▶ _GIVEN RECORDS_
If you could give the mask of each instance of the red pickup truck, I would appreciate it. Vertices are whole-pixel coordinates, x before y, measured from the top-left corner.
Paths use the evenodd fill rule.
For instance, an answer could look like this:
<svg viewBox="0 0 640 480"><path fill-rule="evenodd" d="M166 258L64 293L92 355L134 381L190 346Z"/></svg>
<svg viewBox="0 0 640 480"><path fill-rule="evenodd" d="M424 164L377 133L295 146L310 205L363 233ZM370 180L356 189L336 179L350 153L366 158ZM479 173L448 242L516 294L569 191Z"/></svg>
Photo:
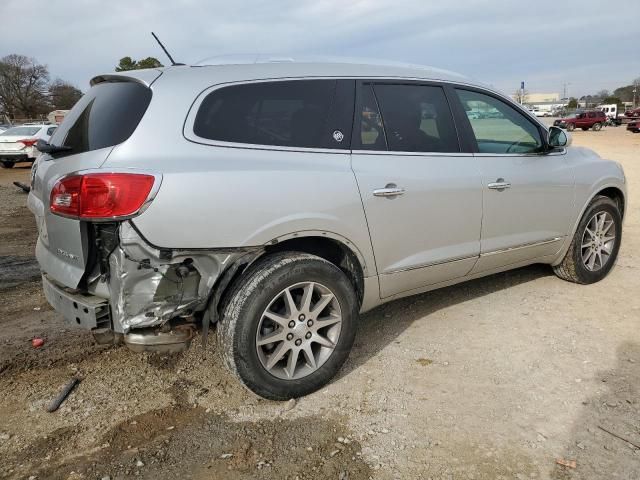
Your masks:
<svg viewBox="0 0 640 480"><path fill-rule="evenodd" d="M559 118L553 124L556 127L566 128L570 132L576 128L589 130L593 128L596 132L602 128L607 121L607 116L600 110L589 110L586 112L576 112L570 117Z"/></svg>

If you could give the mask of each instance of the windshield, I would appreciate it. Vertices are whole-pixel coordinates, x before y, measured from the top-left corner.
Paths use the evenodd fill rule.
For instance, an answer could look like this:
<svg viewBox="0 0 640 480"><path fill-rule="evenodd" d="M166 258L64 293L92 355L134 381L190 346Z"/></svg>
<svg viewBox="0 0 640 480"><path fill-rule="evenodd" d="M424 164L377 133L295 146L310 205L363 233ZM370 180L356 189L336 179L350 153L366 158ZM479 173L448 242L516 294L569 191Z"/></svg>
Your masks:
<svg viewBox="0 0 640 480"><path fill-rule="evenodd" d="M38 130L40 130L41 127L13 127L10 128L9 130L5 130L4 132L0 133L0 135L2 136L24 136L24 137L30 137L31 135L35 135L36 133L38 133Z"/></svg>

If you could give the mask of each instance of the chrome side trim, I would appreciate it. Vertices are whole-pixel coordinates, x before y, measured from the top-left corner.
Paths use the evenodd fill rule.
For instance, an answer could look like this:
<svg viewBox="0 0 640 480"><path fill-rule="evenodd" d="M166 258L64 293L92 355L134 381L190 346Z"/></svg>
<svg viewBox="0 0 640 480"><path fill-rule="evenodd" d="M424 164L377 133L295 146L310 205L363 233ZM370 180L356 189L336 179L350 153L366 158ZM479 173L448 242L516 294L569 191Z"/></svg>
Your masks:
<svg viewBox="0 0 640 480"><path fill-rule="evenodd" d="M353 155L393 155L394 157L473 157L466 152L396 152L392 150L351 150Z"/></svg>
<svg viewBox="0 0 640 480"><path fill-rule="evenodd" d="M473 258L477 259L477 258L479 258L479 256L478 255L467 255L467 256L464 256L464 257L447 258L446 260L440 260L438 262L424 263L422 265L415 265L413 267L400 268L398 270L392 270L390 272L383 272L382 275L392 275L394 273L409 272L411 270L418 270L420 268L435 267L437 265L444 265L445 263L460 262L462 260L471 260Z"/></svg>
<svg viewBox="0 0 640 480"><path fill-rule="evenodd" d="M516 245L515 247L503 248L503 249L500 249L500 250L492 250L490 252L481 253L480 256L481 257L487 257L487 256L490 256L490 255L497 255L499 253L506 253L506 252L512 252L514 250L521 250L523 248L538 247L538 246L541 246L541 245L548 245L549 243L558 242L558 241L562 240L563 238L564 237L555 237L555 238L550 238L549 240L543 240L541 242L523 243L522 245Z"/></svg>

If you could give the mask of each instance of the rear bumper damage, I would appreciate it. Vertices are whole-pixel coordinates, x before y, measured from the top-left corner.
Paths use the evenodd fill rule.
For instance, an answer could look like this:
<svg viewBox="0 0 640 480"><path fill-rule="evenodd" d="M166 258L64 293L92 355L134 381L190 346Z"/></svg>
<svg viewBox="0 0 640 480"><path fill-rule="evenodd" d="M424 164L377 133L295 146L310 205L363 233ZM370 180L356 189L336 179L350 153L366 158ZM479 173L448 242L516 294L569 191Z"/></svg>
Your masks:
<svg viewBox="0 0 640 480"><path fill-rule="evenodd" d="M195 326L196 319L204 317L208 326L209 316L204 314L218 297L215 287L221 277L261 250L160 249L149 245L129 222L94 228L96 251L85 288L64 288L45 273L45 295L68 323L94 333L111 330L138 351L188 346L193 335L185 332L185 324Z"/></svg>

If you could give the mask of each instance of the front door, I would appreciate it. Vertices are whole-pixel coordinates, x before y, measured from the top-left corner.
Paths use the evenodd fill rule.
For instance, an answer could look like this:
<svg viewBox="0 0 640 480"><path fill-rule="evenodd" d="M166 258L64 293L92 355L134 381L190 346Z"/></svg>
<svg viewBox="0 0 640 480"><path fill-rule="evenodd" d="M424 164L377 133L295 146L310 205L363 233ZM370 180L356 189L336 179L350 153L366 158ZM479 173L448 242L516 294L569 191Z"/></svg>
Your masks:
<svg viewBox="0 0 640 480"><path fill-rule="evenodd" d="M456 93L466 111L497 112L467 116L483 184L481 257L474 271L557 253L574 196L565 152L544 152L537 122L496 96L463 88Z"/></svg>
<svg viewBox="0 0 640 480"><path fill-rule="evenodd" d="M461 153L443 88L363 82L352 168L380 296L466 275L480 253L480 169Z"/></svg>

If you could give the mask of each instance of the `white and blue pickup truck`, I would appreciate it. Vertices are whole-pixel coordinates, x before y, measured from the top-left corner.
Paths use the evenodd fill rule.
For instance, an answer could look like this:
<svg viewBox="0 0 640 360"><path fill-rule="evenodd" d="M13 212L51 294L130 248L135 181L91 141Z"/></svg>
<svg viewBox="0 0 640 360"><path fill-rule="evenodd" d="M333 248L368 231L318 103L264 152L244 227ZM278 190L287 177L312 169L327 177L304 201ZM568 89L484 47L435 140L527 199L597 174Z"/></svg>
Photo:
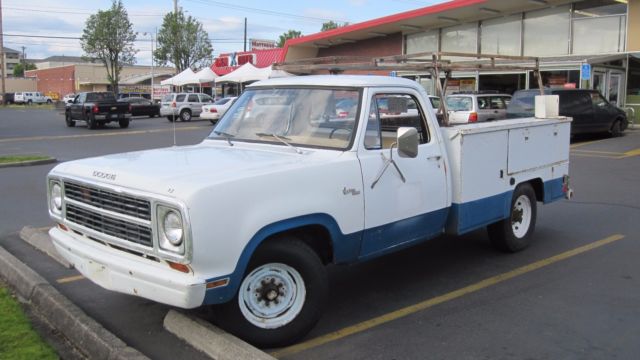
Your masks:
<svg viewBox="0 0 640 360"><path fill-rule="evenodd" d="M487 228L525 248L536 204L570 197L571 120L440 127L416 82L306 76L248 87L200 144L56 166L57 250L98 285L259 346L304 336L325 265Z"/></svg>

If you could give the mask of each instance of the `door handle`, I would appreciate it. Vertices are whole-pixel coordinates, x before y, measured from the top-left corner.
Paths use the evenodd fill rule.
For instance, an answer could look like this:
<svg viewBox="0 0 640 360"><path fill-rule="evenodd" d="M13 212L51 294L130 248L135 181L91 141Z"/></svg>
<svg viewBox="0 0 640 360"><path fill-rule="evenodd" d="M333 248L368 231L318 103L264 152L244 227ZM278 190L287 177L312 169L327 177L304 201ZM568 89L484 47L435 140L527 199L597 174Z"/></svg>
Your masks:
<svg viewBox="0 0 640 360"><path fill-rule="evenodd" d="M435 156L429 156L429 157L427 158L427 160L431 160L431 161L434 161L434 160L435 160L435 161L438 161L438 160L440 160L441 158L442 158L442 155L435 155Z"/></svg>

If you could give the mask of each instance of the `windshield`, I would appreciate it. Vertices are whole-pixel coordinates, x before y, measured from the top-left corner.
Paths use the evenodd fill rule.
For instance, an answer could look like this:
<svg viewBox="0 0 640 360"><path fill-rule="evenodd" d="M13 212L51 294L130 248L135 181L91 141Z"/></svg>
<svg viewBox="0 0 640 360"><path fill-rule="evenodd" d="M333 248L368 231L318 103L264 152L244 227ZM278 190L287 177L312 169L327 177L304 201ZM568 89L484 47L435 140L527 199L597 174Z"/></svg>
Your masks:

▶ _EXERCISE_
Set the listing down exactly, without its pictures.

▶ _YOUR RESPONSE_
If you could give the mask of each instance of the red pickup truck, I would appreciate it. Vertices are whole-pixel coordinates, x before y, measured from the top-left corner.
Paths use the evenodd fill rule.
For instance, an answer could look like this:
<svg viewBox="0 0 640 480"><path fill-rule="evenodd" d="M166 258L64 293L92 355L134 381L190 346Z"/></svg>
<svg viewBox="0 0 640 480"><path fill-rule="evenodd" d="M424 164L377 133L295 146L310 205L363 233ZM370 180L356 189L336 179L350 153L366 158ZM479 173L448 242L516 294L569 191Z"/></svg>
Photo:
Your masks:
<svg viewBox="0 0 640 480"><path fill-rule="evenodd" d="M559 118L553 124L556 127L566 128L570 132L576 128L589 130L593 128L596 132L602 128L607 121L607 116L600 110L589 110L586 112L576 112L570 117Z"/></svg>

If you could give the mask of each instance of the windshield, I would appreciate it. Vertices are whole-pixel coordinates, x before y, measured from the top-left corner.
Paths use the evenodd fill rule.
For instance, an answer could look like this:
<svg viewBox="0 0 640 480"><path fill-rule="evenodd" d="M166 258L64 293L92 355L134 381L190 346Z"/></svg>
<svg viewBox="0 0 640 480"><path fill-rule="evenodd" d="M424 164L377 133L295 146L310 205L363 233ZM370 180L356 189L336 179L350 153L366 158ZM479 173L448 242L516 294L569 191Z"/></svg>
Your masks:
<svg viewBox="0 0 640 480"><path fill-rule="evenodd" d="M38 130L40 130L41 127L13 127L10 128L9 130L5 130L4 132L0 133L0 135L2 136L24 136L24 137L30 137L31 135L35 135L36 133L38 133Z"/></svg>

If you could give the mask of each instance of the chrome side trim, I would appreciate it. Vertices are whole-pixel coordinates, x before y, measured from the top-left corner.
Paths use the evenodd fill rule.
For instance, an answer could look like this:
<svg viewBox="0 0 640 480"><path fill-rule="evenodd" d="M166 258L64 293L92 355L134 381L190 346Z"/></svg>
<svg viewBox="0 0 640 480"><path fill-rule="evenodd" d="M424 164L377 133L295 146L310 205L363 233ZM370 180L356 189L336 179L350 153L366 158ZM479 173L448 242L516 294L569 191Z"/></svg>
Your masks:
<svg viewBox="0 0 640 480"><path fill-rule="evenodd" d="M353 155L393 155L394 157L473 157L466 152L396 152L392 150L351 150Z"/></svg>
<svg viewBox="0 0 640 480"><path fill-rule="evenodd" d="M473 258L477 259L477 258L479 258L479 256L478 255L467 255L467 256L464 256L464 257L447 258L446 260L440 260L438 262L424 263L422 265L415 265L413 267L400 268L398 270L392 270L390 272L383 272L382 275L392 275L394 273L409 272L411 270L418 270L420 268L435 267L437 265L444 265L445 263L460 262L462 260L471 260Z"/></svg>
<svg viewBox="0 0 640 480"><path fill-rule="evenodd" d="M516 245L515 247L503 248L503 249L500 249L500 250L492 250L490 252L481 253L480 256L481 257L487 257L487 256L490 256L490 255L497 255L499 253L506 253L506 252L512 252L514 250L521 250L523 248L538 247L538 246L541 246L541 245L548 245L549 243L558 242L558 241L562 240L563 238L564 237L555 237L555 238L550 238L549 240L543 240L541 242L523 243L522 245Z"/></svg>

If you could give the mask of each instance of the rear bumper damage, I would appreciate it. Vertices are whole-pixel coordinates, x before y, measured from the top-left corner.
Paths use the evenodd fill rule.
For instance, an answer could look like this:
<svg viewBox="0 0 640 480"><path fill-rule="evenodd" d="M166 258L64 293L92 355L134 381L190 346Z"/></svg>
<svg viewBox="0 0 640 480"><path fill-rule="evenodd" d="M424 164L377 133L295 146L310 205L363 233ZM370 180L356 189L336 179L350 153L366 158ZM479 173L448 242L516 294L569 191Z"/></svg>
Your masks:
<svg viewBox="0 0 640 480"><path fill-rule="evenodd" d="M195 326L196 319L204 317L208 326L209 316L204 314L218 297L215 287L221 277L261 250L160 249L149 245L129 222L94 228L96 251L85 288L64 288L45 273L45 295L68 323L94 333L111 330L138 351L188 346L193 335L185 332L185 324Z"/></svg>

If you could give the mask of each instance of the front door, I would appreciate it. Vertices are whole-pixel coordinates, x before y, measured from the top-left corner.
Paths use the evenodd fill rule.
For instance, an answer could look like this:
<svg viewBox="0 0 640 480"><path fill-rule="evenodd" d="M166 258L64 293L92 355L134 381L190 346Z"/></svg>
<svg viewBox="0 0 640 480"><path fill-rule="evenodd" d="M424 164L377 133L295 146L310 205L363 233ZM370 180L356 189L336 179L350 153L366 158ZM479 173L448 242L516 294L569 191Z"/></svg>
Your masks:
<svg viewBox="0 0 640 480"><path fill-rule="evenodd" d="M456 93L466 111L497 112L467 116L483 184L481 257L474 271L557 253L574 196L565 152L544 152L537 122L496 96L463 88Z"/></svg>
<svg viewBox="0 0 640 480"><path fill-rule="evenodd" d="M461 153L443 88L363 82L352 168L380 296L466 275L480 253L480 169Z"/></svg>

If you could give the mask of each instance of the `white and blue pickup truck`, I would appreciate it. Vertices are whole-pixel coordinates, x before y, measured from the top-left corner.
Paths use the evenodd fill rule.
For instance, an answer could look like this:
<svg viewBox="0 0 640 360"><path fill-rule="evenodd" d="M13 212L51 294L130 248L135 181L91 141Z"/></svg>
<svg viewBox="0 0 640 360"><path fill-rule="evenodd" d="M333 248L368 231L318 103L264 152L244 227ZM278 190L287 177L312 169L327 177L304 201ZM568 89L484 47L435 140L527 199L597 174Z"/></svg>
Photo:
Your masks:
<svg viewBox="0 0 640 360"><path fill-rule="evenodd" d="M487 228L525 248L536 204L570 197L571 120L440 127L416 82L306 76L248 87L200 144L56 166L57 250L98 285L259 346L304 336L325 265Z"/></svg>

If you could give the mask of each instance of the `door handle`, I would appreciate it. Vertices are whole-pixel coordinates, x before y, measured from the top-left corner.
Paths use the evenodd fill rule.
For instance, an answer could look like this:
<svg viewBox="0 0 640 360"><path fill-rule="evenodd" d="M13 212L51 294L130 248L135 181L91 141Z"/></svg>
<svg viewBox="0 0 640 360"><path fill-rule="evenodd" d="M333 248L368 231L318 103L264 152L244 227ZM278 190L287 177L312 169L327 177L304 201ZM568 89L484 47L435 140L527 199L597 174Z"/></svg>
Your masks:
<svg viewBox="0 0 640 360"><path fill-rule="evenodd" d="M435 156L429 156L429 157L427 158L427 160L431 160L431 161L434 161L434 160L435 160L435 161L438 161L438 160L440 160L441 158L442 158L442 155L435 155Z"/></svg>

If you could give the mask of each instance of the `windshield`, I would appreciate it. Vertices are whole-pixel coordinates, x before y, measured from the top-left corner.
Paths use the evenodd fill rule.
For instance, an answer could look like this:
<svg viewBox="0 0 640 360"><path fill-rule="evenodd" d="M13 212L51 294L130 248L135 181L91 141Z"/></svg>
<svg viewBox="0 0 640 360"><path fill-rule="evenodd" d="M333 248L368 231L318 103L264 152L244 227ZM278 190L287 177L312 169L327 177L304 201ZM568 89L484 47L435 140L527 199L597 174Z"/></svg>
Your masks:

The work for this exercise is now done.